## Work required
Say whether each statement below agrees with the excerpt on NR3C1 and the AASS promoter. Answer yes or no for each, and quote the words from the excerpt that decide it. (a) The reporter assays were repeated at least five times. (b) Renilla luciferase activity was normalized based on firefly luciferase activity. (c) Twelve NR3C1 binding motifs were predicted for the AASS promoter.

## Selected passage
First, a total of eight NR3C1 binding motifs that were strongly associated with the AASS promoter were predicted on the JASPAR online website (http://jaspar.genereg.net/), indicating AASS were necessary for transcriptional regulation by NR3C1 (Table S13). Then, we performed luciferase assays. The NR3C1 expression vector was co-transfected along with the AASS promoter luciferase reporter plasmids into 293 T cells. Firefly luciferase activity was normalized based on Renilla luciferase activity. All reporter assays were repeated at least five times (Table S14). As shown in Fig. 8, co-transfection of AASS1000-pGL3-basic reporter plasmid and NR3C1 expression plasmid significantly increased the activity of AASS promoter. This result demonstrated that NR3C1 functions as a transcriptional activator in AASS transcription through the binding to AASS promoter region.

Fig. 8
figure 8

NR3C1 acts as an activator of AASS promoter activity. *** P<0.001

Discussion

Despite belonging to the order Carnivora, the giant panda and the red panda are specialized herbivores making them an ideal model to study adaptive evolution in dietary shift and specialization [28]. Our study examined the gene expression changes that have occurred during the adaptation of pandas to a specialized bamboo diet. Indeed, both the dendrogram and PCA plots support the gene expression convergence of these two species of pandas.

## Information supplied
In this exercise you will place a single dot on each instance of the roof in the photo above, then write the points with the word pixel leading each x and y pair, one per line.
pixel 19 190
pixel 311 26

## Response box
(a) Yes: "All reporter assays were repeated at least five times"
(b) No: "Firefly luciferase activity was normalized based on Renilla luciferase activity."
(c) No: "a total of eight NR3C1 binding motifs that were strongly associated with the AASS promoter were predicted"